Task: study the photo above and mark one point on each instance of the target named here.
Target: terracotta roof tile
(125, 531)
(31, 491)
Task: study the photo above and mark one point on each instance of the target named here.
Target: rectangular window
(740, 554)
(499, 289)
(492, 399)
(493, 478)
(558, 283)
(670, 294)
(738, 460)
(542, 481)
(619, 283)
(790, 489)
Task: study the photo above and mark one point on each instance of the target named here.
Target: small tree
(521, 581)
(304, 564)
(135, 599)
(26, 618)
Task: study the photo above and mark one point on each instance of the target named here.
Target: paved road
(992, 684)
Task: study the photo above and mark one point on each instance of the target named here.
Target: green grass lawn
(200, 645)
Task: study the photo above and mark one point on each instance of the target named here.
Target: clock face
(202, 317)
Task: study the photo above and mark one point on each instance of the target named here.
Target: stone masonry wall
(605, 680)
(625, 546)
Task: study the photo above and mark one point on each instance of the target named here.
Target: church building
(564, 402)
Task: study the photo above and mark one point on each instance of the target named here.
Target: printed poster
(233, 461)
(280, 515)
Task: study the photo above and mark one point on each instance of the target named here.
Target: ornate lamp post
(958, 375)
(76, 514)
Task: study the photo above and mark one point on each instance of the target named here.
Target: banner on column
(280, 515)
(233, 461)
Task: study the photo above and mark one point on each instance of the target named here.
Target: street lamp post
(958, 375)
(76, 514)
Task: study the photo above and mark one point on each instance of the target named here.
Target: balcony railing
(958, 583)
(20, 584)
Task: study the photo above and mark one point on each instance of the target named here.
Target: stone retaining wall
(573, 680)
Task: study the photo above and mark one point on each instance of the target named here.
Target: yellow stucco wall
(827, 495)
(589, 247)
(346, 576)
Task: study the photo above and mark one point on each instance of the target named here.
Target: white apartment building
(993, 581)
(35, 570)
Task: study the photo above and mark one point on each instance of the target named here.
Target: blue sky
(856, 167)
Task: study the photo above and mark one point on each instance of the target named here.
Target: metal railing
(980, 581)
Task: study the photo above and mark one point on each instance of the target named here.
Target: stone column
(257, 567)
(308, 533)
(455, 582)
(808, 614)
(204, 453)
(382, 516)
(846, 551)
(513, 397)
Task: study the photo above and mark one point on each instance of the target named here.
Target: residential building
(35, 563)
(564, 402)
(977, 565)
********************
What you should do:
The data above must be returned in full, exactly as written.

Complete response:
Task: study the photo above and mark one point on each instance of the target named here.
Target: terracotta roof tile
(125, 531)
(31, 491)
Task: study the photo above and mark one point on each instance of the target named here.
Target: rectangular window
(740, 554)
(499, 289)
(492, 399)
(493, 478)
(558, 283)
(670, 294)
(738, 460)
(542, 481)
(619, 283)
(790, 489)
Task: study the photo above and mark one point on each instance of the target named here.
Target: small tree
(521, 581)
(304, 564)
(135, 599)
(26, 618)
Task: study the photo above and mark one point on each instance of the target named here.
Target: paved road
(992, 684)
Task: study the photo above and mark one point on each instance of the target named here.
Target: green grass lawn
(200, 645)
Task: study the photo above and mark one point on each instance of the target named here.
Target: clock face
(202, 317)
Task: study the photo above and mark one point on each instance of the target named here.
Target: stone masonry wall
(605, 680)
(625, 546)
Task: study the photo above and mark one point on each instance of the target named here.
Target: church building
(564, 402)
Task: study the photo above and mark one point on each instance of the target named here.
Target: printed poster
(233, 461)
(280, 515)
Task: study the photo above and mark one point on each instance of the target named here.
Target: ornate lamp post
(958, 375)
(76, 514)
Task: study the photo above and mark one point on each instance of the target named here.
Target: banner on column
(280, 515)
(233, 461)
Task: study the photo above and mark one point on each instance of the target named here.
Target: street lamp post
(958, 375)
(76, 514)
Task: study the photo above and mark one point on each instance of the target named here.
Target: balcony railing
(958, 583)
(20, 584)
Task: study the photo above and mark one point on each instance of the target named here.
Target: stone retaining wall
(573, 680)
Task: study the photo above and mark one point on each instance of the target named here.
Target: yellow stucco wall
(827, 495)
(589, 247)
(346, 576)
Task: study the photo above and mark one point on each instance of the target named here.
Target: white apartment building
(993, 581)
(35, 570)
Task: study the photo above and mark one point on each instance of the target named here.
Target: blue sky
(856, 167)
Task: study the photo above and mark one point on each instance of the target named here.
Target: metal railing
(980, 581)
Task: study the photo above and mark one point on each instance of the target named here.
Target: stone column
(257, 567)
(308, 533)
(455, 582)
(808, 614)
(204, 453)
(382, 516)
(846, 551)
(513, 397)
Task: study the photo above and mark one point on each instance of the target named here.
Target: residential building
(35, 563)
(564, 402)
(977, 565)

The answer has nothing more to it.